• AUFGABENSTELLUNG: Ersetze in den folgenden Zeilen "even-odd" durch "nonzero" und gib das gesamte Material sonst unverändert wieder. Die Bilder lässt du in der Antwort weg.

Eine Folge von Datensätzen
****

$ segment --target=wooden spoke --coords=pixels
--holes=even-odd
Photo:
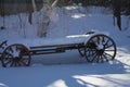
[[[90,48],[90,44],[96,44],[94,48]],[[92,52],[92,53],[91,53]],[[116,45],[112,38],[106,35],[95,35],[91,37],[84,49],[84,55],[88,62],[104,62],[113,60],[116,55]]]
[[[15,44],[15,45],[11,45],[8,48],[5,48],[5,50],[2,53],[1,61],[4,67],[28,66],[30,64],[30,59],[31,58],[30,58],[30,53],[28,49],[23,45]]]

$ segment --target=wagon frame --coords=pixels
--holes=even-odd
[[[102,63],[115,59],[116,44],[110,37],[104,34],[94,34],[94,32],[89,32],[86,35],[91,35],[86,44],[34,46],[29,49],[25,45],[13,44],[4,48],[0,60],[3,67],[29,66],[34,54],[60,53],[75,49],[78,49],[80,55],[84,57],[88,62]],[[6,45],[6,40],[0,45],[0,48],[3,48],[4,45]]]

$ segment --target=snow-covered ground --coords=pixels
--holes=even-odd
[[[56,17],[52,17],[48,30],[49,38],[86,34],[89,30],[106,33],[117,45],[115,60],[109,63],[87,63],[77,50],[34,55],[29,67],[0,66],[0,87],[130,87],[130,22],[127,16],[122,16],[122,32],[119,32],[113,24],[110,11],[103,8],[91,7],[79,12],[76,7],[69,7],[66,10],[57,9],[54,15]],[[27,15],[21,16],[22,28],[18,15],[5,16],[6,29],[0,29],[0,41],[24,39],[25,36],[26,39],[38,38],[35,22],[29,25]]]

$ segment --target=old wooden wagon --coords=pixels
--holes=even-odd
[[[61,38],[24,39],[0,45],[0,60],[4,67],[29,66],[31,55],[65,52],[78,49],[88,62],[106,62],[115,59],[116,45],[105,34],[89,32]]]

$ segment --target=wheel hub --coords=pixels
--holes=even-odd
[[[15,58],[13,59],[14,62],[20,62],[20,60],[21,60],[21,59],[20,59],[18,57],[15,57]]]
[[[104,53],[104,50],[103,50],[103,49],[98,50],[98,54],[99,54],[99,55],[102,55],[103,53]]]

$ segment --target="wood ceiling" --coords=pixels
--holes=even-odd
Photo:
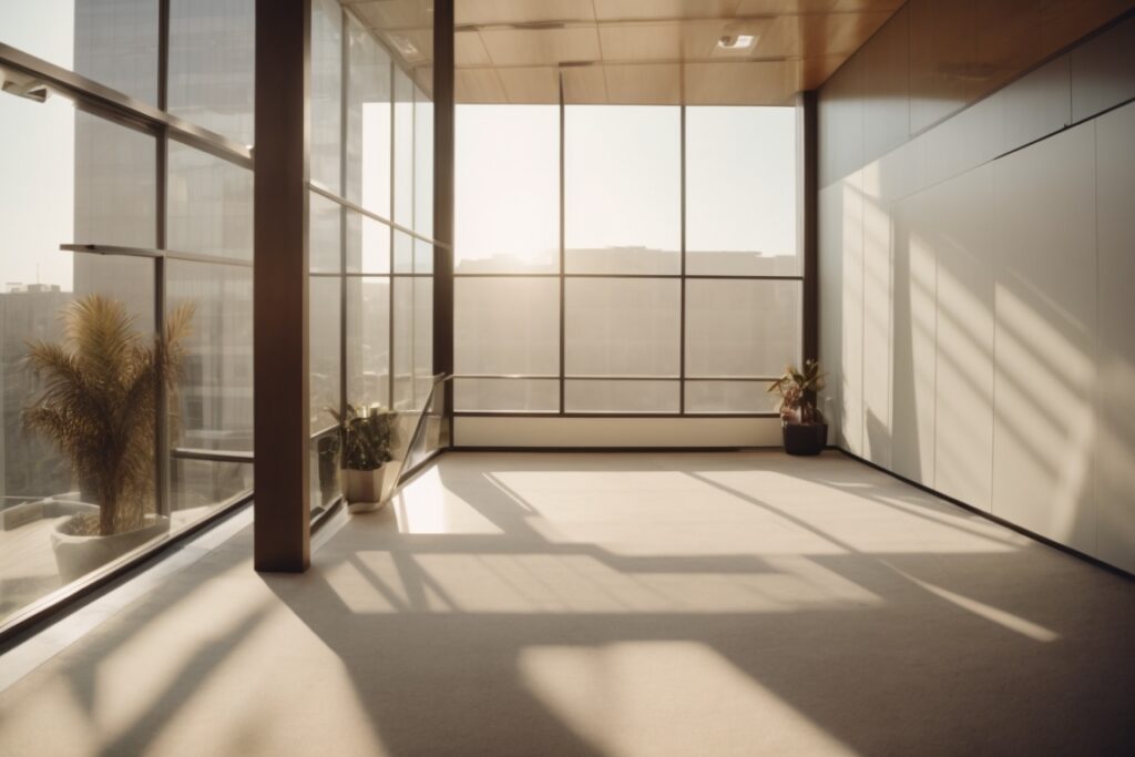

****

• DIE ANTWORT:
$ segment --target=wooden spoke --coords=pixels
--holes=nonzero
Photo:
[[[90,48],[90,44],[96,44],[94,48]],[[92,52],[92,53],[91,53]],[[116,45],[112,38],[106,35],[95,35],[91,37],[84,49],[84,55],[88,62],[104,62],[113,60],[116,55]]]
[[[15,44],[15,45],[11,45],[8,48],[5,48],[5,50],[2,53],[1,61],[4,67],[28,66],[30,64],[30,59],[31,58],[30,58],[30,53],[28,49],[23,45]]]

$ segment --target=wagon frame --coords=pixels
--holes=nonzero
[[[102,63],[115,59],[116,44],[110,37],[104,34],[94,34],[94,32],[89,32],[86,35],[91,35],[86,44],[34,46],[29,49],[25,45],[13,44],[4,48],[0,60],[3,67],[29,66],[34,54],[60,53],[75,49],[78,49],[80,55],[84,57],[88,62]],[[6,45],[6,40],[0,45],[0,48],[3,48],[4,45]]]

$ segment --target=snow-covered ground --coords=pixels
--holes=nonzero
[[[56,17],[52,17],[48,30],[49,38],[86,34],[89,30],[106,33],[117,45],[115,60],[109,63],[87,63],[77,50],[34,55],[29,67],[0,66],[0,87],[130,87],[130,22],[127,16],[122,16],[122,32],[119,32],[113,24],[110,11],[103,8],[91,7],[79,12],[76,7],[69,7],[66,10],[57,9],[54,15]],[[27,15],[21,16],[22,28],[18,15],[5,16],[6,29],[0,29],[0,41],[24,39],[25,36],[26,39],[38,38],[35,22],[29,25]]]

$ segment --target=old wooden wagon --coords=pixels
--holes=nonzero
[[[61,38],[24,39],[0,45],[0,60],[4,67],[29,66],[31,55],[65,52],[78,49],[88,62],[106,62],[115,59],[116,45],[105,34],[89,32]]]

$ segment --target=wheel hub --coords=pixels
--holes=nonzero
[[[15,58],[13,59],[14,62],[20,62],[20,60],[21,60],[21,59],[20,59],[18,57],[15,57]]]
[[[104,53],[104,50],[103,50],[103,49],[98,50],[98,54],[99,54],[99,55],[102,55],[103,53]]]

$ segment --target="wood ceiling" --coords=pixels
--holes=nonzero
Photo:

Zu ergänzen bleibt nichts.